Image point grounding data:

+-------+

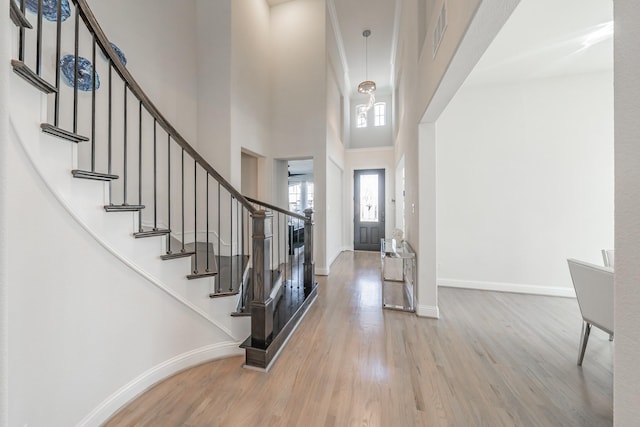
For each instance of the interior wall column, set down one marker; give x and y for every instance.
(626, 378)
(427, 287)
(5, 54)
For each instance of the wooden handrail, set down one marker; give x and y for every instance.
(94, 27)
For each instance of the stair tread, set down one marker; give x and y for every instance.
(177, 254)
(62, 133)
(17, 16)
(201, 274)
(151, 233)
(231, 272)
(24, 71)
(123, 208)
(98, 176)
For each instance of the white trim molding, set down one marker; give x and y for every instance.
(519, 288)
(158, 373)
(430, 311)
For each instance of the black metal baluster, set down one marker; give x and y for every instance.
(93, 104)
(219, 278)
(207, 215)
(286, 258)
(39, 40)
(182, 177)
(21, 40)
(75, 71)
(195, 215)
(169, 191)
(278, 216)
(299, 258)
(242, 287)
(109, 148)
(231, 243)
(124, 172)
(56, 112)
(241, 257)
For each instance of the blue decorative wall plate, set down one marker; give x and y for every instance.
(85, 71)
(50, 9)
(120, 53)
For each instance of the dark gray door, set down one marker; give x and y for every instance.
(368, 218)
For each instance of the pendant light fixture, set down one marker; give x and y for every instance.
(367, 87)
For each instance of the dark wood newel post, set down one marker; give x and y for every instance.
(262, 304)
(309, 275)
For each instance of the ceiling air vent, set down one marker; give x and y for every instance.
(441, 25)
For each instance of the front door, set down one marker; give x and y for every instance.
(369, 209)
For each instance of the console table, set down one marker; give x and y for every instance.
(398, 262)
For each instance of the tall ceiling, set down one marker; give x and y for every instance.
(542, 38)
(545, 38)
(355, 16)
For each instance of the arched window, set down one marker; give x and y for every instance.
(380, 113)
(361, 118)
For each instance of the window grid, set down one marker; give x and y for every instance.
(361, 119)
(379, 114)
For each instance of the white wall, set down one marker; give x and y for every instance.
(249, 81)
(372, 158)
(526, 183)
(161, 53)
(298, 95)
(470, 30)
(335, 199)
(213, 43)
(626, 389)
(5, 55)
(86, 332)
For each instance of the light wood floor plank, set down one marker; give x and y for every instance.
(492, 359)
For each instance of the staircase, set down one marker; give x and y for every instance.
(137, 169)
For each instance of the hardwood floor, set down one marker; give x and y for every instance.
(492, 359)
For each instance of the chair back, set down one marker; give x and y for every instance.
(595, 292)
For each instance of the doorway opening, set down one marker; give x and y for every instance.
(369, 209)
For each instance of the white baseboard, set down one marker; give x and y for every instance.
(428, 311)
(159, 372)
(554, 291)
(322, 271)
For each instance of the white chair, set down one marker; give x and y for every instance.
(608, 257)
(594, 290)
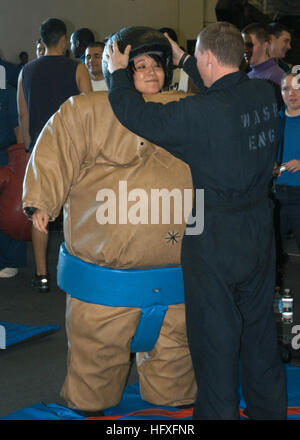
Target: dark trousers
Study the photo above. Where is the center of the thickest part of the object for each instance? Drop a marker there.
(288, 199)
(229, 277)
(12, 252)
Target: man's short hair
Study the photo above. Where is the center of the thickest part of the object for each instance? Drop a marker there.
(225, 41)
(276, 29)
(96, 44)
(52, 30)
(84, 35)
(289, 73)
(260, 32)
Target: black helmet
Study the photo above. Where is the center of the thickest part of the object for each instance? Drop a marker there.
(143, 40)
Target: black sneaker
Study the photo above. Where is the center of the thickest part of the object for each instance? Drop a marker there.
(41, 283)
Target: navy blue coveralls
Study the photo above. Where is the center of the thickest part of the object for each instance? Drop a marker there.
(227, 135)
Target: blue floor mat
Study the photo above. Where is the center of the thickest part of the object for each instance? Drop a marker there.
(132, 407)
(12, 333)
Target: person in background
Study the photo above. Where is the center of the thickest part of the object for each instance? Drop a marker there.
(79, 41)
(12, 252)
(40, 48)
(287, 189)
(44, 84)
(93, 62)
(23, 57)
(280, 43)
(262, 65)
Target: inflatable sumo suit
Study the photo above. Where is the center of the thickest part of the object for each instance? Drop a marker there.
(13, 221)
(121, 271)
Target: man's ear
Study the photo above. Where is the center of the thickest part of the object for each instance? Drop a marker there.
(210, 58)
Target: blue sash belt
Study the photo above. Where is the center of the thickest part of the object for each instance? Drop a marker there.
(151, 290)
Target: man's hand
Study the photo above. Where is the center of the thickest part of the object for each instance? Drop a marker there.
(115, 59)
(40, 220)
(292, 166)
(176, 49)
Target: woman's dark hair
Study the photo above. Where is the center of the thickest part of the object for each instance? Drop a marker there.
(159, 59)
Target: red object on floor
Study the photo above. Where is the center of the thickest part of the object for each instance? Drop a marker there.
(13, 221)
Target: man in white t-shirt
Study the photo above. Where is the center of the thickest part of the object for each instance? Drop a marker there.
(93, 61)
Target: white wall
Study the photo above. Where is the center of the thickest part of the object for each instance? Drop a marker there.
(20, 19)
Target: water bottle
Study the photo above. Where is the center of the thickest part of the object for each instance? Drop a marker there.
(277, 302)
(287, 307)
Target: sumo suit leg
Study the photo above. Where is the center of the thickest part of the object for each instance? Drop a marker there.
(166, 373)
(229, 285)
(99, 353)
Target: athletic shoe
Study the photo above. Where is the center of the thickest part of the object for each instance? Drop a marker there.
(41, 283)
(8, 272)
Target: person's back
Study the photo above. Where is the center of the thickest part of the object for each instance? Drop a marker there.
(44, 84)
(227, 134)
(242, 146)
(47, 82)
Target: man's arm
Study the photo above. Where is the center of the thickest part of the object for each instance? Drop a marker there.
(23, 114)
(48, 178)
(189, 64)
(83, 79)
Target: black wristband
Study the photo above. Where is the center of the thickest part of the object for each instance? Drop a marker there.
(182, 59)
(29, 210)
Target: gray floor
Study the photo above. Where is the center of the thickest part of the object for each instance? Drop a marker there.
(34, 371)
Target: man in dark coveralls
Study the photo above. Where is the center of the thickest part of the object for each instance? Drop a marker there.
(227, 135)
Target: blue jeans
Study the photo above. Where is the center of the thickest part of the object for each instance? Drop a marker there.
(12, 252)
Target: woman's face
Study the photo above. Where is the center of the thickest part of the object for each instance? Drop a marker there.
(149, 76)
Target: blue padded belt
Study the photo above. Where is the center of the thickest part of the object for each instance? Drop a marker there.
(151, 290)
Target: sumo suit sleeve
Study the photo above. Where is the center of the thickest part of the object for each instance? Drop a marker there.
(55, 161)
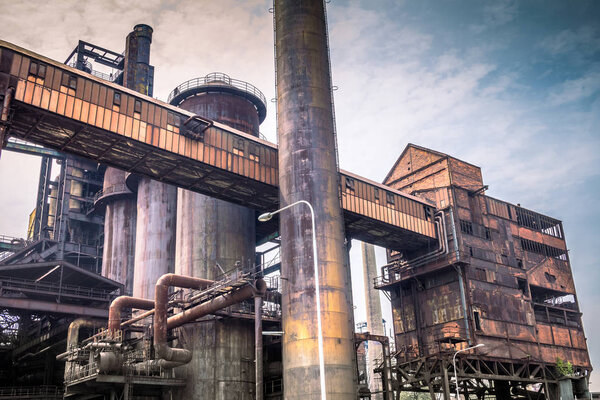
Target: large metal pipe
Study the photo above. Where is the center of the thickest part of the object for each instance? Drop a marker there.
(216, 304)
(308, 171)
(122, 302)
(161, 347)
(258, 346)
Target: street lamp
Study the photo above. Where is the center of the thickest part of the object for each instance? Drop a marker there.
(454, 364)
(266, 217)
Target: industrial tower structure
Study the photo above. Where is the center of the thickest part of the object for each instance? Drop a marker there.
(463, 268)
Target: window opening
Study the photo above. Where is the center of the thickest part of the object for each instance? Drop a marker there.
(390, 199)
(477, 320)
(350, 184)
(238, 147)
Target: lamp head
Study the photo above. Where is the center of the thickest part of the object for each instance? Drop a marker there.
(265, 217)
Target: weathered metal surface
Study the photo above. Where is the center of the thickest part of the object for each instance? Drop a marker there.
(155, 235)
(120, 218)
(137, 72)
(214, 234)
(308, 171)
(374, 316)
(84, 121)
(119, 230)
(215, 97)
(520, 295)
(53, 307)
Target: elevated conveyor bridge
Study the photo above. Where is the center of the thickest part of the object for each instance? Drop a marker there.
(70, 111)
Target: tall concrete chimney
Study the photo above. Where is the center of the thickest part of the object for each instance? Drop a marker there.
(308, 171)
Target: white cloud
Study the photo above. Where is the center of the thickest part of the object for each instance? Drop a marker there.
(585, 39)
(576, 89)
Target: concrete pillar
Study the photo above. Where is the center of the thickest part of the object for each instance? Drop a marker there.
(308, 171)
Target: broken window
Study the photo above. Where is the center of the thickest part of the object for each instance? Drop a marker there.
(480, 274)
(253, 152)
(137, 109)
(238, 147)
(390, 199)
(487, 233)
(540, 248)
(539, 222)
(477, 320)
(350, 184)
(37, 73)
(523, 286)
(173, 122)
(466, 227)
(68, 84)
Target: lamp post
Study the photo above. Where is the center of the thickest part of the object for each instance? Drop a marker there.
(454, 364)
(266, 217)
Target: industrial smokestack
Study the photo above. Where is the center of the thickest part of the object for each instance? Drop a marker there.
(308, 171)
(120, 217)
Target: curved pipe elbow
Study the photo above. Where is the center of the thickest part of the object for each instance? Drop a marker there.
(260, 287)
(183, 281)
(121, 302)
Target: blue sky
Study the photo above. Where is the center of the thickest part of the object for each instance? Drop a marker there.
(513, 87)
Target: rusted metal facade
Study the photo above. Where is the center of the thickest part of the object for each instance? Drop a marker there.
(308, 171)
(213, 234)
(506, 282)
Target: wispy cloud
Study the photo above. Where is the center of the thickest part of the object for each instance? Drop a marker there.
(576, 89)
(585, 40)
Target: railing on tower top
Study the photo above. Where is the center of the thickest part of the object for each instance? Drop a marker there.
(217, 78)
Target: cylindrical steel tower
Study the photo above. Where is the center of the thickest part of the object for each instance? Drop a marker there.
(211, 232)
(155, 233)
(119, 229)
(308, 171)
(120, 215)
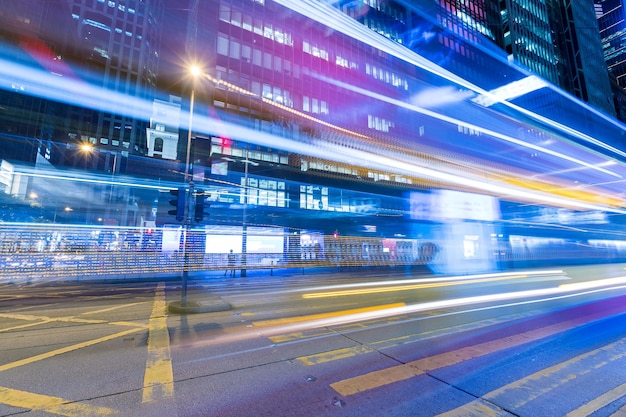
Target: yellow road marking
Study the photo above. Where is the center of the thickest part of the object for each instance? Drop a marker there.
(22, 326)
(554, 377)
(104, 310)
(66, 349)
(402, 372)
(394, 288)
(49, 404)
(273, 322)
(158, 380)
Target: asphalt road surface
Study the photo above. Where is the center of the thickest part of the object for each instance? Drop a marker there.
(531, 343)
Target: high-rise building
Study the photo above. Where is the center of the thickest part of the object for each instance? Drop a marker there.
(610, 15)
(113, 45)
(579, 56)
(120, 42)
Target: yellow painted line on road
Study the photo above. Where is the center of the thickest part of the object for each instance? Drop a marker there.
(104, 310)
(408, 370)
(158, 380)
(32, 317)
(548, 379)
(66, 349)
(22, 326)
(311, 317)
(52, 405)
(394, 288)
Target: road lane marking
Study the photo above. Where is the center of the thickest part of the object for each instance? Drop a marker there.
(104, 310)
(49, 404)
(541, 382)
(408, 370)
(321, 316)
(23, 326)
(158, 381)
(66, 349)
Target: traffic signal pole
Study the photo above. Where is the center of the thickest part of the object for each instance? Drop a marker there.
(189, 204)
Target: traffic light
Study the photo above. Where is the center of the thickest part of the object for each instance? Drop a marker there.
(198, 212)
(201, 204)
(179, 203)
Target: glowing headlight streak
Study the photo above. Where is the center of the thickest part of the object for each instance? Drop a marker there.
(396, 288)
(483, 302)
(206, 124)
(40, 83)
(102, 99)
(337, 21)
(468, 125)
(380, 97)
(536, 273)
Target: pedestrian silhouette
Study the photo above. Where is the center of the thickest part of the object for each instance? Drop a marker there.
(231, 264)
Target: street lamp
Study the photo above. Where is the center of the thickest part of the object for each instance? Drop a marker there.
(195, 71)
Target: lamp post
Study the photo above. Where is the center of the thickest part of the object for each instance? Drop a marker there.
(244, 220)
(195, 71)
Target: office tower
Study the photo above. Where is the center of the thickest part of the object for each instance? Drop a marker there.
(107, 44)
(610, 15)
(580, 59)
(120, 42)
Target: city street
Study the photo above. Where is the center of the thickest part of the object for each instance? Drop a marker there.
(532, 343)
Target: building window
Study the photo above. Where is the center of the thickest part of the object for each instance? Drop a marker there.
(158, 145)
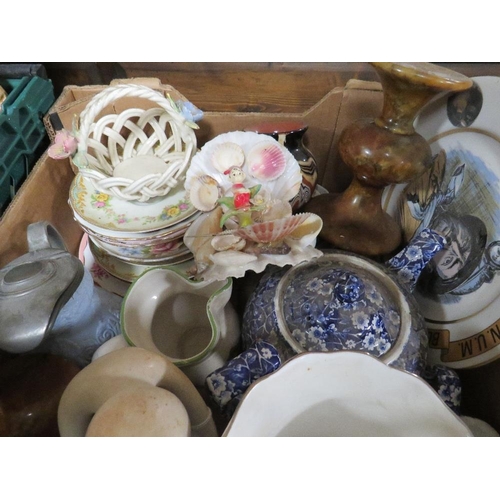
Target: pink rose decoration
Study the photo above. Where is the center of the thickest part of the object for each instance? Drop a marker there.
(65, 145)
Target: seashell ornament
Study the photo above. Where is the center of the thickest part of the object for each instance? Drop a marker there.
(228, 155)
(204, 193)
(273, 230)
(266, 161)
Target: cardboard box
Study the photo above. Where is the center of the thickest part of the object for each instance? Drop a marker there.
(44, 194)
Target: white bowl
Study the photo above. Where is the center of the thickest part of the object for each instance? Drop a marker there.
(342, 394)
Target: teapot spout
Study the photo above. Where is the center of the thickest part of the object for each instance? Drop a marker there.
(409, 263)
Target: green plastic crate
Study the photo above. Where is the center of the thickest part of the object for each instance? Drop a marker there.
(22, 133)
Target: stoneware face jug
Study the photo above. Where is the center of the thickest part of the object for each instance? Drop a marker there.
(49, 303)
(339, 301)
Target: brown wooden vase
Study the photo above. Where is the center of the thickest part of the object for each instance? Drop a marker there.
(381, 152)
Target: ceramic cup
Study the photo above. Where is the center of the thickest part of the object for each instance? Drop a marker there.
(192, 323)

+-------+

## YOUR INSTRUCTIONS
What is asked for is an exact copy of the lines above from the one containing "Target: traffic light" through the one containing "Target: glowing headlight streak", and only those.

## RESPONSE TO THE EXERCISE
Target: traffic light
Study the photo above. Where is the center of the thickest part of the object for each instance? Drop a marker there.
(198, 212)
(201, 204)
(179, 203)
Target: glowing headlight streak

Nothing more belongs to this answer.